● Voci di dati estratti
++++++

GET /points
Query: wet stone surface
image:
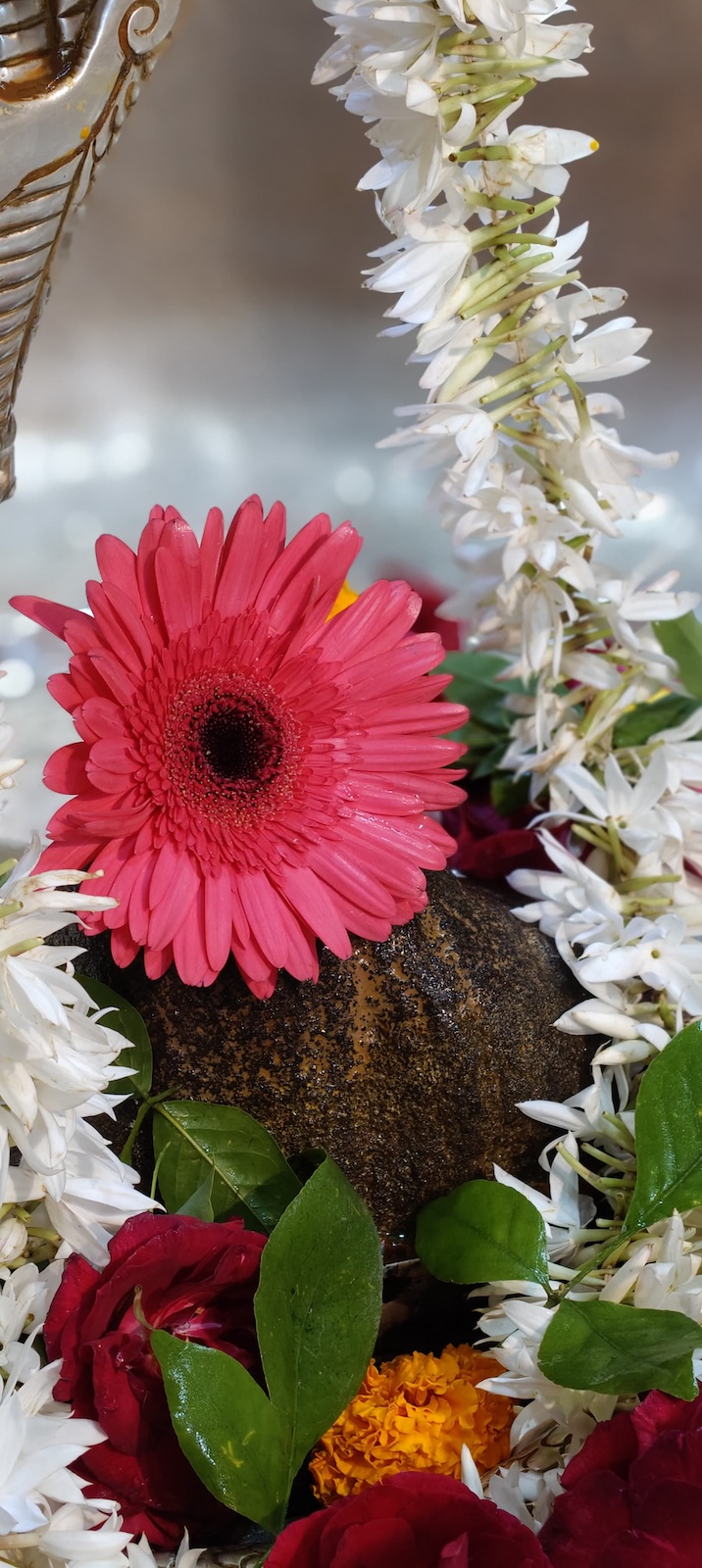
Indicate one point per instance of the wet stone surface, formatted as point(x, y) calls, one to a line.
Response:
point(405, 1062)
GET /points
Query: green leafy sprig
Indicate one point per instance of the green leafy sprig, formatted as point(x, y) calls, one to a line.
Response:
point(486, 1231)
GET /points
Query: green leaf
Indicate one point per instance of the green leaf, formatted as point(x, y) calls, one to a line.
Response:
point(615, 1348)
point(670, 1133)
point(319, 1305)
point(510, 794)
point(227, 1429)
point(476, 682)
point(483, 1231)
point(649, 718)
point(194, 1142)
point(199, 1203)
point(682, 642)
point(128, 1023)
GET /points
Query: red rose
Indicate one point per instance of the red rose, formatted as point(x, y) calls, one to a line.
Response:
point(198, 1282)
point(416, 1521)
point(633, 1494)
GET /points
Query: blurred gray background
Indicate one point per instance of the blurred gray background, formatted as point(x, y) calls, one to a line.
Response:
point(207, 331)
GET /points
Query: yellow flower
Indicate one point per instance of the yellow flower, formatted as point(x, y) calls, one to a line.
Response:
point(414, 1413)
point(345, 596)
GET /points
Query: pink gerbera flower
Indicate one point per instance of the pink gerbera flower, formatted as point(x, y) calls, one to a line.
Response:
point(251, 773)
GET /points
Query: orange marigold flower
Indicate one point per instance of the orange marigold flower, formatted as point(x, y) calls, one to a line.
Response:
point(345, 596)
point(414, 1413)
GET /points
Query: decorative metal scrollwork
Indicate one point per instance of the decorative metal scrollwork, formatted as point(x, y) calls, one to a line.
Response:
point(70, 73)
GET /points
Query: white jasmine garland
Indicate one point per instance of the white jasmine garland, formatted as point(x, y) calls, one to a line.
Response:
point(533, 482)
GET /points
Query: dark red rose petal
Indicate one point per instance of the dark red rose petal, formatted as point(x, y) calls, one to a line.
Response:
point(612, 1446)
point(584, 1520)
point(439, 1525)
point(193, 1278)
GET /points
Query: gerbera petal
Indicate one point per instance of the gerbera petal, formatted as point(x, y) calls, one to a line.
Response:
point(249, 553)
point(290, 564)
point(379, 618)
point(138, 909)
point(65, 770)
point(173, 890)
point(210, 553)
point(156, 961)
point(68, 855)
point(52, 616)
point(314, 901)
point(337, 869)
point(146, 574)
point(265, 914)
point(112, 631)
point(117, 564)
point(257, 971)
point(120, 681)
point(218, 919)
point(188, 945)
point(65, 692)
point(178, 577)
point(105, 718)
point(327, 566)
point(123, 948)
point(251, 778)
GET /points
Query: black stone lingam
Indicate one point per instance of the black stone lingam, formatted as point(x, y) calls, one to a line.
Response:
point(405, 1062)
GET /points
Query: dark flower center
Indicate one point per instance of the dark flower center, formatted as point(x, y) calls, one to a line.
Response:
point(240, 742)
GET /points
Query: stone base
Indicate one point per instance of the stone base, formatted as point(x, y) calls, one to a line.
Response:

++++++

● ISTRUZIONI DA SEGUIRE
Riscrivi tutte le righe qui sopra come tabella Markdown con le colonne «n» (numero progressivo) e «Riga», tralasciando le righe vuote. Escludi le immagini dalla risposta.

● RISULTATO DEL COMPITO
| n | Riga |
|---|---|
| 1 | GET /points |
| 2 | Query: wet stone surface |
| 3 | image: |
| 4 | Indicate one point per instance of the wet stone surface, formatted as point(x, y) calls, one to a line. |
| 5 | Response: |
| 6 | point(405, 1062) |
| 7 | GET /points |
| 8 | Query: green leafy sprig |
| 9 | Indicate one point per instance of the green leafy sprig, formatted as point(x, y) calls, one to a line. |
| 10 | Response: |
| 11 | point(486, 1231) |
| 12 | GET /points |
| 13 | Query: green leaf |
| 14 | Indicate one point per instance of the green leaf, formatted as point(x, y) calls, one to a line. |
| 15 | Response: |
| 16 | point(615, 1348) |
| 17 | point(670, 1133) |
| 18 | point(319, 1305) |
| 19 | point(510, 794) |
| 20 | point(227, 1429) |
| 21 | point(476, 682) |
| 22 | point(483, 1231) |
| 23 | point(649, 718) |
| 24 | point(194, 1142) |
| 25 | point(199, 1203) |
| 26 | point(682, 642) |
| 27 | point(128, 1023) |
| 28 | GET /points |
| 29 | Query: red rose |
| 30 | Indicate one point per instance of the red rose, formatted as point(x, y) calls, one to a line. |
| 31 | Response: |
| 32 | point(198, 1282) |
| 33 | point(416, 1521) |
| 34 | point(633, 1494) |
| 35 | GET /points |
| 36 | Query: blurred gray background |
| 37 | Indicate one point per instance of the blurred gray background, formatted as point(x, y) calls, one to a line. |
| 38 | Response: |
| 39 | point(207, 331) |
| 40 | GET /points |
| 41 | Query: yellow flower |
| 42 | Indicate one point per instance of the yellow flower, formatted as point(x, y) calls, one to a line. |
| 43 | Response: |
| 44 | point(414, 1413) |
| 45 | point(345, 596) |
| 46 | GET /points |
| 47 | Query: pink gerbera flower |
| 48 | Indicate one point per instance of the pink gerbera flower, formatted as point(x, y) calls, one to a line. |
| 49 | Response: |
| 50 | point(251, 773) |
| 51 | GET /points |
| 52 | Query: orange marigold flower |
| 53 | Indicate one point per instance of the orange marigold flower, formatted as point(x, y) calls, one to a line. |
| 54 | Response: |
| 55 | point(345, 596) |
| 56 | point(414, 1413) |
| 57 | GET /points |
| 58 | Query: decorative metal scrollwork |
| 59 | Indicate one point per instance of the decorative metal scrollwork, formatted as point(x, y) calls, one to a line. |
| 60 | Response: |
| 61 | point(70, 73) |
| 62 | GET /points |
| 63 | Query: white jasmine garland |
| 64 | Indicate one point per instance of the white jasmine garland, formatted as point(x, y) calls, one to a line. |
| 65 | Response: |
| 66 | point(533, 482) |
| 67 | GET /points |
| 68 | Query: dark red rose petal |
| 69 | Indicate one point per instance of the dark red rose petal, formatted as point(x, y) calls, one to a line. |
| 70 | Response: |
| 71 | point(612, 1446) |
| 72 | point(584, 1520) |
| 73 | point(439, 1525) |
| 74 | point(193, 1278) |
| 75 | GET /points |
| 76 | Query: gerbera petal |
| 77 | Indicate one point per instance of the gerbera petal, formatted as point(x, y) calls, one to a line. |
| 78 | Response: |
| 79 | point(249, 553) |
| 80 | point(290, 564) |
| 81 | point(379, 618) |
| 82 | point(138, 909) |
| 83 | point(65, 770) |
| 84 | point(173, 890) |
| 85 | point(210, 553) |
| 86 | point(156, 961) |
| 87 | point(68, 855) |
| 88 | point(52, 616) |
| 89 | point(314, 901) |
| 90 | point(337, 869) |
| 91 | point(146, 574) |
| 92 | point(265, 914) |
| 93 | point(112, 631) |
| 94 | point(117, 564) |
| 95 | point(257, 971) |
| 96 | point(120, 681) |
| 97 | point(218, 919) |
| 98 | point(188, 945) |
| 99 | point(65, 692) |
| 100 | point(178, 577) |
| 101 | point(105, 718) |
| 102 | point(327, 566) |
| 103 | point(123, 948) |
| 104 | point(251, 778) |
| 105 | GET /points |
| 106 | Query: black stone lingam |
| 107 | Indicate one point per instance of the black stone lingam, formatted as point(x, y) calls, one to a line. |
| 108 | Response: |
| 109 | point(405, 1062) |
| 110 | GET /points |
| 111 | Query: dark flower center |
| 112 | Indicate one point per instance of the dark flower center, formatted as point(x, y) calls, one to a line. |
| 113 | Response: |
| 114 | point(240, 742) |
| 115 | GET /points |
| 116 | Query: stone base |
| 117 | Indicate one point per instance of the stone base, formatted as point(x, y) calls, one to a line. |
| 118 | Response: |